- [About this exercise]
From the text on fears of another Great Depression below, pull out the stretch from "The U.S. is" through "those backseat drivers?", word for word.

The U.S. is in a recession, and some predict that it will turn into the next Great Depression. Before you get worried, however, remember the protections you have now that weren't available in the 1930s. The economic road ahead is poorly lit. Voices from the backseat are whispering that this route is leading straight towards the dead-end of depression. How reliable are those backseat drivers?
In October, CNN/Opinion Research conducted a poll to measure Americans' thoughts on the possibility of another Great Depression. Survey respondents were told that the Great Depression was characterized by 25 percent unemployment, as well as rampant homelessness and hunger. They were then asked to measure the likelihood that these conditions could again befall the U.S. Nearly 60 percent of them indicated that a depression is either "very likely" or "somewhat likely."

- [Data excerpt]
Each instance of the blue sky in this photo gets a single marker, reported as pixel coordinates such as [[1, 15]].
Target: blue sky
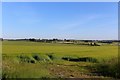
[[60, 20]]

- [Answer to this problem]
The U.S. is in a recession, and some predict that it will turn into the next Great Depression. Before you get worried, however, remember the protections you have now that weren't available in the 1930s. The economic road ahead is poorly lit. Voices from the backseat are whispering that this route is leading straight towards the dead-end of depression. How reliable are those backseat drivers?